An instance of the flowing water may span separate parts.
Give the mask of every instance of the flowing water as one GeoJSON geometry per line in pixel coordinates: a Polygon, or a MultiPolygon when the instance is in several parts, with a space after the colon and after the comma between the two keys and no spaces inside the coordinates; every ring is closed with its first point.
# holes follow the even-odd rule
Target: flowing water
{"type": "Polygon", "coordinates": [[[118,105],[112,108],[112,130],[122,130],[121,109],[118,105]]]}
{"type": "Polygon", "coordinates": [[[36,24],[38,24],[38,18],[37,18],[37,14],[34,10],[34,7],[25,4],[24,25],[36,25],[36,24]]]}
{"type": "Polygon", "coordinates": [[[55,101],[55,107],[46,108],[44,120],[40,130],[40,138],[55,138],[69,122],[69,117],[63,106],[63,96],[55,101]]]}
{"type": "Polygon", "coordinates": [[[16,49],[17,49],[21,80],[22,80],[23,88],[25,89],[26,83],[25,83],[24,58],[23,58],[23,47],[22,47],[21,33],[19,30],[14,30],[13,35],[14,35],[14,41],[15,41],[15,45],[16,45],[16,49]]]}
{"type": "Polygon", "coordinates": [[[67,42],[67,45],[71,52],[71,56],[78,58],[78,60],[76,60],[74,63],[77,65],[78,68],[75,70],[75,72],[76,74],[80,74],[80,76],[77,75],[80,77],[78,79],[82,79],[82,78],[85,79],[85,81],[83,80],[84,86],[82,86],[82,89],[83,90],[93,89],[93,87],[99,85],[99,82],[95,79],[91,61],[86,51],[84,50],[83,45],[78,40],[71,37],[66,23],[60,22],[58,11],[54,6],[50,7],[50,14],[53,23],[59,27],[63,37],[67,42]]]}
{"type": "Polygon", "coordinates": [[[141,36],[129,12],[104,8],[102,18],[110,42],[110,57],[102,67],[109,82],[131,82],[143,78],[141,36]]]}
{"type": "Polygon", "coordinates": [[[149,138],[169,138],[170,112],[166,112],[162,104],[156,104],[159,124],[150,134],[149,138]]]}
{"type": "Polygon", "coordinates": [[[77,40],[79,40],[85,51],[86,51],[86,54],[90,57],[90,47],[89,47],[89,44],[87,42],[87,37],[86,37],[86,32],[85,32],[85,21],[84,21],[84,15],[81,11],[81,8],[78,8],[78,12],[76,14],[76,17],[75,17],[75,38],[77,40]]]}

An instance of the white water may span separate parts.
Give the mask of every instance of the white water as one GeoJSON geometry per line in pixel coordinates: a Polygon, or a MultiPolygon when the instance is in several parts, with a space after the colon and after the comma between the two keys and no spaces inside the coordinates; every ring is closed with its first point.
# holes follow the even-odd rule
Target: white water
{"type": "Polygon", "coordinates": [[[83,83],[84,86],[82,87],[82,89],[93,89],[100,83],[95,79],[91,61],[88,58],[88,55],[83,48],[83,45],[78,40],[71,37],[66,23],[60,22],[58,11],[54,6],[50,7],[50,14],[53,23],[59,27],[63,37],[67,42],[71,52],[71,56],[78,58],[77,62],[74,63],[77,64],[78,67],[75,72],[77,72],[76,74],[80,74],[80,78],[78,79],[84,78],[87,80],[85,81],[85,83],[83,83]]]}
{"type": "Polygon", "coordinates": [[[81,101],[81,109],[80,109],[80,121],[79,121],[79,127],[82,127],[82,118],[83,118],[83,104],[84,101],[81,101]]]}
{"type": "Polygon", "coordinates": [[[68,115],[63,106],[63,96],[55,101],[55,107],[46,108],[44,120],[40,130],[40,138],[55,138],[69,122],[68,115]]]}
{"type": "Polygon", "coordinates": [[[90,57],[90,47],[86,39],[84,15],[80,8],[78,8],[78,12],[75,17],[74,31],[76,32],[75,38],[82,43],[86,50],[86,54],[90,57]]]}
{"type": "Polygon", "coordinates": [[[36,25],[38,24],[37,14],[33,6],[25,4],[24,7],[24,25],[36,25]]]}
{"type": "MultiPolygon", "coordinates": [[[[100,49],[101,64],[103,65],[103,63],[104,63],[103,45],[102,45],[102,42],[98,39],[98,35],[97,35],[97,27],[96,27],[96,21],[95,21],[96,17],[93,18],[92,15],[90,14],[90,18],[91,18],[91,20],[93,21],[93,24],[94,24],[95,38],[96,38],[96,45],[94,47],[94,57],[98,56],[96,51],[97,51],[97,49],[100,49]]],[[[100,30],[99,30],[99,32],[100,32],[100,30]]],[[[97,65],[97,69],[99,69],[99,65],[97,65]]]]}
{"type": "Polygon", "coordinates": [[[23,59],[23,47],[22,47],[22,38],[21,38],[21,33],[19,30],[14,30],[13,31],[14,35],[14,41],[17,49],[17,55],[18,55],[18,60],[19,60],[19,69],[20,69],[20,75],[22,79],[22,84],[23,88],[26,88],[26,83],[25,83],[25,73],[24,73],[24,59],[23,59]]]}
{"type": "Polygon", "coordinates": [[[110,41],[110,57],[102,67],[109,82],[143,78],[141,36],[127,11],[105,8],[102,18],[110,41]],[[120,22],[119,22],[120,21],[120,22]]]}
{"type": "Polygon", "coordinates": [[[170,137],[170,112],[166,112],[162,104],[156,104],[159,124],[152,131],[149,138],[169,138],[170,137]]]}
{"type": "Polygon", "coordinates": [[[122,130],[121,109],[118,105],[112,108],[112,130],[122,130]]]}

EXERCISE OBJECTIVE
The expected output is one number: how many lines of the data above hold the string "when".

ANSWER BELOW
2